#### What is being asked
In the text about Odilon Redon's lithographs for Flaubert's The Temptation of St Anthony, over what span of years did Redon produce his three sets of illustrations?

#### Text block
Saint-Antoine: Au secours, mon Dieu! (Saint Anthony: Help me, O my God!)
St. Anthony and his temptations provide another connection between the Surrealists and the Symbolists via Gustave Flaubert and his phantasmagoric drama. Flaubert’s The Temptation of St Anthony (1874) doesn’t quite stand in relation to the art of the time as does Oscar Wilde’s Salomé but, with its predominant themes of sex, death and spiritual transcendence, it both suited and pre-empted the concerns of the Decadence. Odilon Redon was particularly taken with the book, and from 1888 to 1896 produced three sets of lithograph illustrations. The examples here are from the final set of 24 images. A few of these are the ones you see most often in Symbolist studies, often in poor reproductions, but the other sets have some memorable moments. What’s most notable about all the drawings is how little the saint appears in them, Redon choosing to depict either the visions or the subjects of Flaubert’s philosophical discussions. See the complete set here.

#### Provided records

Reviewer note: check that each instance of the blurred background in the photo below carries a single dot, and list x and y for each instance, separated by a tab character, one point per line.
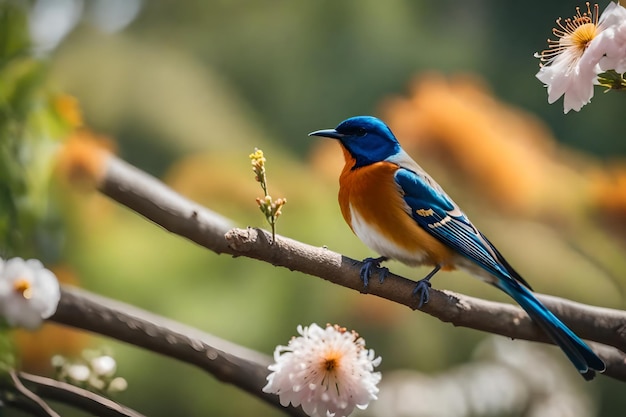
186	90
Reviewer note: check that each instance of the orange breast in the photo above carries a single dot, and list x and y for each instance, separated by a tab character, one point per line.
372	194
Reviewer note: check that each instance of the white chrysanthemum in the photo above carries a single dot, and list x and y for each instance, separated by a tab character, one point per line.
103	365
570	65
29	292
327	371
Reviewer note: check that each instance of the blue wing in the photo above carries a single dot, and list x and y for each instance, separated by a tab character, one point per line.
436	213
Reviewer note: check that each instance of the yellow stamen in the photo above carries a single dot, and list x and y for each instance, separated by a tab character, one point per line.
572	34
23	287
331	362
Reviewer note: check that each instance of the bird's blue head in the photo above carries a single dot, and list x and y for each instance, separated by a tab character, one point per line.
366	138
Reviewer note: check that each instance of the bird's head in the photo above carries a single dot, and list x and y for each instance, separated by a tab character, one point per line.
367	139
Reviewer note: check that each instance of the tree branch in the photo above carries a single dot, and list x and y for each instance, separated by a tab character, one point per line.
241	367
155	201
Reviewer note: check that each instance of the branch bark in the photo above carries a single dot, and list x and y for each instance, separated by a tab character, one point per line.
158	203
241	367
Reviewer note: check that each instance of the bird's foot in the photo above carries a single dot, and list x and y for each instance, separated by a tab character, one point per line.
368	265
423	286
423	289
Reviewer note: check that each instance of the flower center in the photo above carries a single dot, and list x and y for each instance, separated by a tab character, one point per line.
573	34
331	362
23	286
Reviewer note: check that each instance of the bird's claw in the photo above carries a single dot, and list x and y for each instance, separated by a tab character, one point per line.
423	289
367	269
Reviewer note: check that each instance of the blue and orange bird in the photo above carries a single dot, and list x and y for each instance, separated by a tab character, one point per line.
400	212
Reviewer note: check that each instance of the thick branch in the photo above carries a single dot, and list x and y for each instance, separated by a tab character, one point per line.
241	367
152	199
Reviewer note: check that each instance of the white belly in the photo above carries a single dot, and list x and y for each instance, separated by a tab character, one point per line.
377	241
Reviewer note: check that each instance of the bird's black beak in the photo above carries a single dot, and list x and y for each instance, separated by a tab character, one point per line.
327	133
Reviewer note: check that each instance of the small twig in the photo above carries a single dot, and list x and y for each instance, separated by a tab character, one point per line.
39	403
226	361
78	397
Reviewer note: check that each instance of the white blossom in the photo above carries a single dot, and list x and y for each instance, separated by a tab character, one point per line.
103	365
78	372
585	46
29	292
327	371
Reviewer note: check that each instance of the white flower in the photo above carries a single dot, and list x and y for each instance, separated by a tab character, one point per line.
29	292
79	372
571	63
118	384
327	371
103	365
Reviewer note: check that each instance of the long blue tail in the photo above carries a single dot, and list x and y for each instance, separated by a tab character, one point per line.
583	358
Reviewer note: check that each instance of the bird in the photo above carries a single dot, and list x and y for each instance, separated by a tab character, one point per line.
400	212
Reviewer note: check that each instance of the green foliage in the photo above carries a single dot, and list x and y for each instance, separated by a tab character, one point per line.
30	130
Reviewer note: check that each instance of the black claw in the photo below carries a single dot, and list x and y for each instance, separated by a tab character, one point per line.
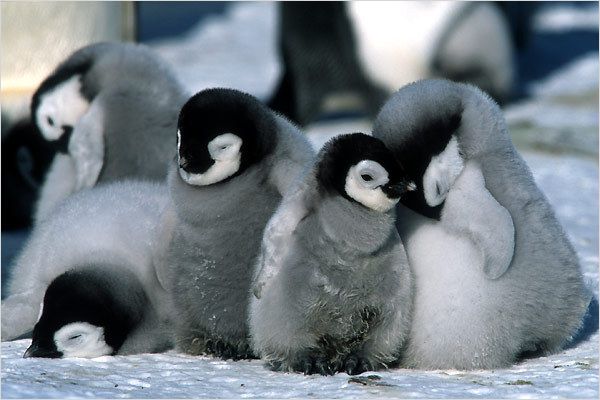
351	364
355	365
324	367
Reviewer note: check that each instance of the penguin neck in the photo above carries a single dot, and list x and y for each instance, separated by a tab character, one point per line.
354	225
212	203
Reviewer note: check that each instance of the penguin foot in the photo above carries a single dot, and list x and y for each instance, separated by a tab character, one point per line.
227	350
356	364
310	364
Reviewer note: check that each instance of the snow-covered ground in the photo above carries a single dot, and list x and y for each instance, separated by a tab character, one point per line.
564	105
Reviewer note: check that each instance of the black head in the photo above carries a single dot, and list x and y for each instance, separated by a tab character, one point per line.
221	133
361	169
59	102
428	156
83	316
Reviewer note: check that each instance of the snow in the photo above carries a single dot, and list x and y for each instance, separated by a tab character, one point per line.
568	176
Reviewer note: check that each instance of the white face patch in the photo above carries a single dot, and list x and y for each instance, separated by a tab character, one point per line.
81	339
441	173
225	150
63	105
363	184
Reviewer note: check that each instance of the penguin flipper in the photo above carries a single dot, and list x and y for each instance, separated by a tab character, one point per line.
86	146
472	210
278	233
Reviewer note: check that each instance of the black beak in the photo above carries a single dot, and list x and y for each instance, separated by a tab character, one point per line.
37	351
395	191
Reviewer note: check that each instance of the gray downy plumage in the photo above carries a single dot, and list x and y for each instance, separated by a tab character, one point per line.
332	289
496	277
218	223
111	110
119	225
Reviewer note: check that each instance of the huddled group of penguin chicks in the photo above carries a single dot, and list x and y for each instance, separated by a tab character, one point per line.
426	244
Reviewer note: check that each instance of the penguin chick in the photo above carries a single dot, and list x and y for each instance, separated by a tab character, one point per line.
332	289
109	110
118	224
496	277
235	160
90	312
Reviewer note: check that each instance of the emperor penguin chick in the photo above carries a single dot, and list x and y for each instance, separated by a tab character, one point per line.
332	289
236	159
117	225
496	278
109	110
93	311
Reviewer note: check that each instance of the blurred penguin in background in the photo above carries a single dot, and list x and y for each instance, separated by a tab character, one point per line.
370	49
26	157
109	110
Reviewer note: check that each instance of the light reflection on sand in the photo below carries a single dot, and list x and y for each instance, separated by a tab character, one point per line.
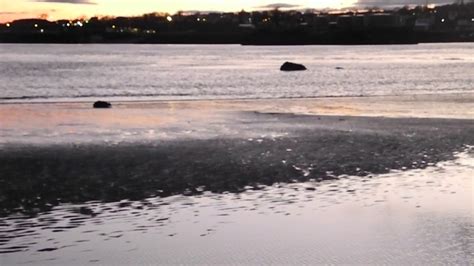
420	216
131	121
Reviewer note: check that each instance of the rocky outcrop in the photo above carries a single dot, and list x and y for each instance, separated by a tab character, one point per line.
102	104
289	66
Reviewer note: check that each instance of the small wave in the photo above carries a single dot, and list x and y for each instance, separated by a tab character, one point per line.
36	97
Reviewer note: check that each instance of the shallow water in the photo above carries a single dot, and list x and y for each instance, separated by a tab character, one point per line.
81	72
403	217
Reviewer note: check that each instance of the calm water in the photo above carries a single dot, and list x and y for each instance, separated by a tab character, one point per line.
81	72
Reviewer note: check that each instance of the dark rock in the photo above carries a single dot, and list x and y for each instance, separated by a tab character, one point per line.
102	104
288	66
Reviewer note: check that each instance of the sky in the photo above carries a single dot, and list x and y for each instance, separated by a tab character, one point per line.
70	9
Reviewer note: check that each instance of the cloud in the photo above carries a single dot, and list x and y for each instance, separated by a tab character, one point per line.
12	13
277	6
398	3
80	2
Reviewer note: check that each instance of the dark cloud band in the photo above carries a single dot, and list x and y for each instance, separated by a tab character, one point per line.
385	3
79	2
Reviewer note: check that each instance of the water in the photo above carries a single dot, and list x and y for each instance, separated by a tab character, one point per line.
131	72
421	217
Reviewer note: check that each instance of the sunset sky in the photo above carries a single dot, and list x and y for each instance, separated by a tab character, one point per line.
58	9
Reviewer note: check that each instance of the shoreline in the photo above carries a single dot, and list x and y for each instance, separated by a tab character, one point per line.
251	150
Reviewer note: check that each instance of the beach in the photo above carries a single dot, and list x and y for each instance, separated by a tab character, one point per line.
383	179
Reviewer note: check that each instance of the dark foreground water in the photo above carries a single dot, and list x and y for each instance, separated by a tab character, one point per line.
266	188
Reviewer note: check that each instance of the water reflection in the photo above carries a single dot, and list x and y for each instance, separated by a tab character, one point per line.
399	217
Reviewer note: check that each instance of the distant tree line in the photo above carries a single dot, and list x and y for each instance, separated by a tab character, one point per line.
403	25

#### Solution to the problem
From 1888 to 1896.